==== PAGE ====
No certificate of occupancy shall be issued by the Code Enforcement
Officer unless:
(1)
All improvements shown on the approved plan, including but not limited
to screening, planting and landscaping, are completed.
(2)
Any changes from the approved plan of record are approved through
the minor revision, Planning Board, or other processes as applicable.
(4)
A certificate of compliance stamped by a licensed professional engineer
or a professional land surveyor is submitted to the Staff Coordinator,
indicating that the site development has been completed in accordance
with the approved land development permit and supporting plans.
G.
Temporary certificate of occupancy. In the event that some elements
of the development plan cannot be completed because of circumstances
beyond the control of the applicant (such as nonavailability of materials
or adverse weather), a temporary certificate of occupancy may be issued
by the Code Enforcement Officer, with a copy to the Staff Coordinator,
provided that the applicant files a request with the Code Enforcement
Division for the granting of a temporary certificate of occupancy,
to include justification for the request and the date by which all
remaining site improvements will be completed.
(1)
The Code Enforcement Officer will notify the applicant, in writing,
of their decision to grant or withhold the granting of the temporary
certificate of occupancy within 30 days of the applicant's request.
A copy of this notification will be forwarded to the Planning Board.
Failure of the Code Enforcement Officer to notify the applicant within
30 days will constitute denial of the request.
==== INFORMATION PROVIDED ====
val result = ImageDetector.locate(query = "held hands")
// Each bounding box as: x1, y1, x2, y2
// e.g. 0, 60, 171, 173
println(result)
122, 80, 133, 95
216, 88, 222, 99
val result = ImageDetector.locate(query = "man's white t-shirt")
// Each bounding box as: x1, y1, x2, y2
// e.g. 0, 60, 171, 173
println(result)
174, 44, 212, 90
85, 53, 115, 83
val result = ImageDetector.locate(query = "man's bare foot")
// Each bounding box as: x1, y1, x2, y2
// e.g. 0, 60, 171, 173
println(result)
====
REQUESTS:
1. Answer these questions from the code excerpt:
(a) Who can stamp the certificate of compliance?
(b) Within how many days must the Code Enforcement Officer notify the applicant of the decision on a temporary certificate of occupancy?
(c) Who is sent a copy of that notification?
2. Reproduce part of the code excerpt word for word. Begin at the words "A copy of this" and stop after "of the request.".
The records aren't needed for this work.

RESPONSES TO THE EXERCISE:
1.
(a) A licensed professional engineer or a professional land surveyor.
(b) Within 30 days of the applicant's request.
(c) The Planning Board.

2.
A copy of this notification will be forwarded to the Planning Board.
Failure of the Code Enforcement Officer to notify the applicant within
30 days will constitute denial of the request.